REQUIREMENT 1 - In the elbow arthroplasty abstract, what was the mean age of the patients at the time of surgery?
REQUIREMENT 2 - Say whether each statement agrees with the elbow arthroplasty abstract, answering yes or no and quoting the words that decide it. (a) All fourteen elbows were fused or ankylosed before surgery. (b) Trauma caused the stiffness in eleven elbows. (c) The youngest patient was twenty years old.
REQUIREMENT 3 - Using the background statement in the elbow arthroplasty abstract, explain why total elbow arthroplasty suited the patients in this group.

READING TEXT -
::::

Mansat, P. M.D.†; Morrey, B. F. M.D.‡

The Journal of Bone & Joint Surgery: September 2000 - Volume 82 - Issue 9 - p 1260

Background: Total elbow arthroplasty can be a valuable option for the treatment of ankylosed or very stiff elbows.

Methods: A semiconstrained total elbow arthroplasty was performed in thirteen patients (fourteen elbows) with a preoperative range of elbow motion of 30 degrees or less. Nine elbows were fused or ankylosed preoperatively. The mean age at the time of the surgery was fifty years (range, twenty-four to seventy-nine years). The etiology of the stiffness was trauma for eleven elbows, juvenile rheumatoid arthritis for two, and rheumatoid arthritis for one.

::::

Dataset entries
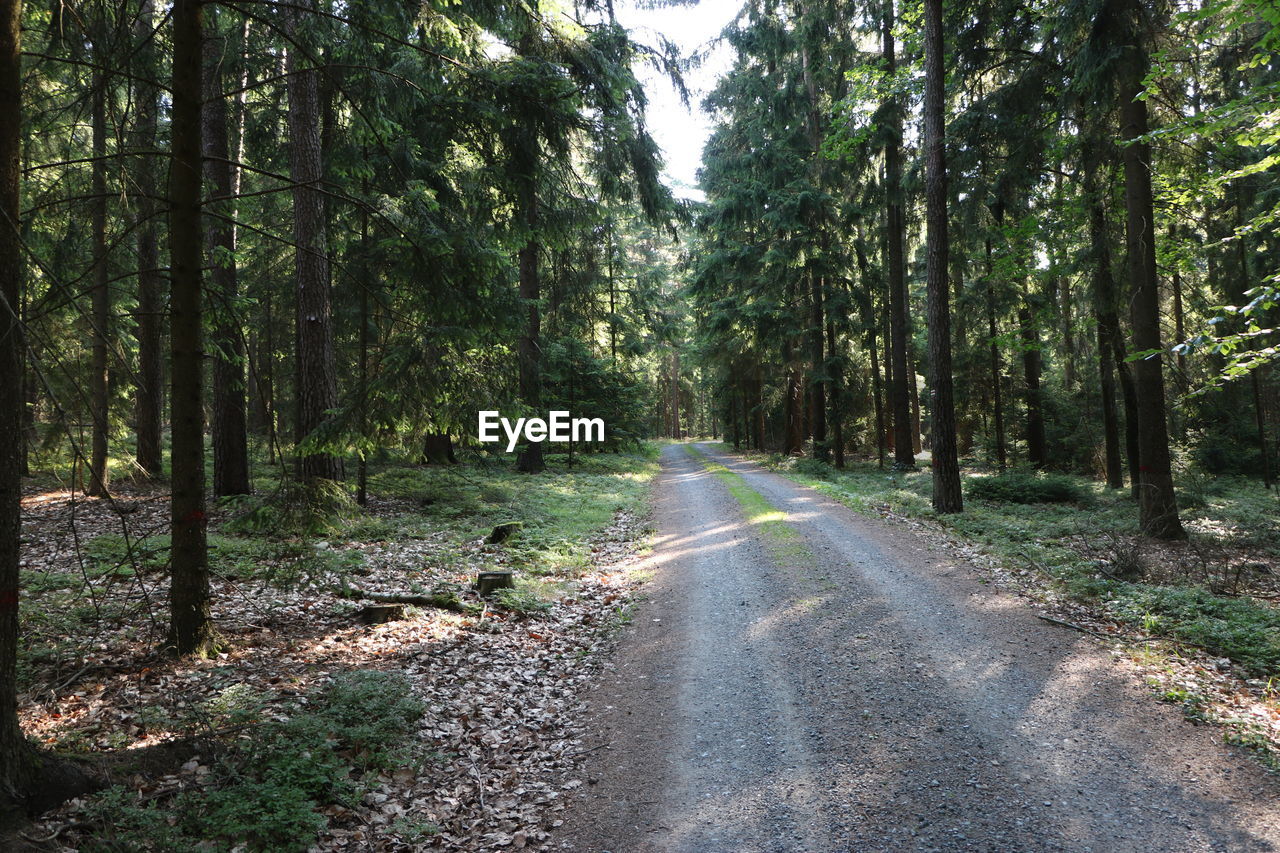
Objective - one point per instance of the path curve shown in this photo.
(871, 694)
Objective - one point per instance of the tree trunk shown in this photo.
(191, 626)
(229, 427)
(150, 388)
(817, 383)
(1156, 500)
(1029, 333)
(837, 414)
(895, 227)
(997, 404)
(945, 465)
(759, 407)
(1105, 316)
(316, 361)
(14, 751)
(100, 320)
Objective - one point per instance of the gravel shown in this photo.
(876, 697)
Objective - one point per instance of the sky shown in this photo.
(679, 131)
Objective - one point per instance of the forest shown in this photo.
(1008, 269)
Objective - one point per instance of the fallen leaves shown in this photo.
(494, 753)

::::

EXPECTED ANSWER 1 - Fifty years.

EXPECTED ANSWER 2 -
(a) No: "Nine elbows were fused or ankylosed preoperatively."
(b) Yes: "The etiology of the stiffness was trauma for eleven elbows"
(c) No: "range, twenty-four to seventy-nine years"

EXPECTED ANSWER 3 - The background says total elbow arthroplasty can be a valuable option for treating ankylosed or very stiff elbows. Every elbow in the group had a preoperative range of motion of 30 degrees or less, and nine were fused or ankylosed.